SET EXERCISE:
Reproduce every one of the rows below word for word, with no changes.

SUPPLIED DATA:
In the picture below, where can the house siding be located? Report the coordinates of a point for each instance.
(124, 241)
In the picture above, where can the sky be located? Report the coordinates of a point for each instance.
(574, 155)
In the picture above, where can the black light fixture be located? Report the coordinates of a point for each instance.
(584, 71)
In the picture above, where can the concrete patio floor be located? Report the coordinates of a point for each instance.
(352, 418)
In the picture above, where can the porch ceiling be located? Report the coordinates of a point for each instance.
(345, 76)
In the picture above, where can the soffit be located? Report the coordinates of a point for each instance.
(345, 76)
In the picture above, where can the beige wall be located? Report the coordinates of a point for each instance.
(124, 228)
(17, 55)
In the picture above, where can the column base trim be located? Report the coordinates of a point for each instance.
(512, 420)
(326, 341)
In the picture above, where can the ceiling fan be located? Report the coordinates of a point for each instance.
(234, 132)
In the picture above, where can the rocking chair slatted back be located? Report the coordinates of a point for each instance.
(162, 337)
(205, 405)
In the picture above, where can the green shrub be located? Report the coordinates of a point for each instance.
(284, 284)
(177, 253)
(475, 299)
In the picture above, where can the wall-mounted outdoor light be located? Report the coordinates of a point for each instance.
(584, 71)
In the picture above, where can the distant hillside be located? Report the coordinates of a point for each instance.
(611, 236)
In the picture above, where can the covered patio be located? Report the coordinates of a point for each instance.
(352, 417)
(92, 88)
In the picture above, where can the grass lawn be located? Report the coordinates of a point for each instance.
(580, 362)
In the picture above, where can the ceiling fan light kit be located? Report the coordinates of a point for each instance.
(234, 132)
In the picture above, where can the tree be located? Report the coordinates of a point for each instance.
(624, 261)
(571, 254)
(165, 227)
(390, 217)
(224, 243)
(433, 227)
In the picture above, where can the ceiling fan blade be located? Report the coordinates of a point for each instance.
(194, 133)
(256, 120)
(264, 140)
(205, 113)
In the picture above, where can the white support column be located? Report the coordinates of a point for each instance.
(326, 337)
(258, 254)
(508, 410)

SOLUTION FOR THIS EXERCISE:
In the picture below, where can the house siding be located? Report the coordinates of a point for each instance.
(124, 241)
In the picture above, where can the sky be located? Report the coordinates of a point for each instance.
(574, 155)
In the picture above, where can the black light fixture be located? Report the coordinates of a point for each instance.
(584, 71)
In the picture above, where can the concrete patio floor be located? Report the coordinates of a point for each instance.
(352, 418)
In the picture above, where can the porch ceiling be located? Report the coordinates of a point for each instance.
(345, 76)
In the picture above, where can the soffit be located? Report the coordinates of a point for each instance.
(345, 76)
In the picture above, where can the beige wall be located? Report the coordinates of a point for each instance.
(124, 228)
(17, 55)
In the picture above, where can the column base trim be located? Report the coordinates of a point for each instance.
(512, 420)
(326, 341)
In the picture above, where can the ceiling fan be located? Report the coordinates of a point for each instance.
(234, 132)
In the picture above, where can the rocking chair slatted back be located? Report the coordinates of a point for each instance.
(162, 337)
(205, 405)
In the picture above, where can the green shrub be located? Report the coordinates of a point for each instance.
(284, 284)
(177, 253)
(475, 299)
In the picture above, where can the wall-mounted outdoor light be located? Report the coordinates of a point for each instance.
(584, 71)
In the picture above, where can the distant hillside be located? Report the coordinates of a point for each instance.
(611, 236)
In the picture above, where can the covered patio be located? Report the coordinates of a point for each instance.
(352, 417)
(92, 88)
In the picture above, where can the grass lawn be located? Report the coordinates of a point for each instance.
(580, 362)
In the picture above, where can the ceiling fan light kit be located? Report the coordinates of a point for each instance.
(234, 132)
In the picture above, where can the tree be located? Report the coordinates of a point for each instance.
(624, 261)
(571, 254)
(165, 227)
(390, 217)
(224, 243)
(433, 227)
In the picture above, where can the ceiling fan blade be located? Report the coordinates of a point for each instance.
(194, 133)
(256, 120)
(264, 140)
(205, 113)
In the picture above, where can the white support column be located? Report the coordinates of a point for each instance.
(326, 337)
(258, 254)
(508, 410)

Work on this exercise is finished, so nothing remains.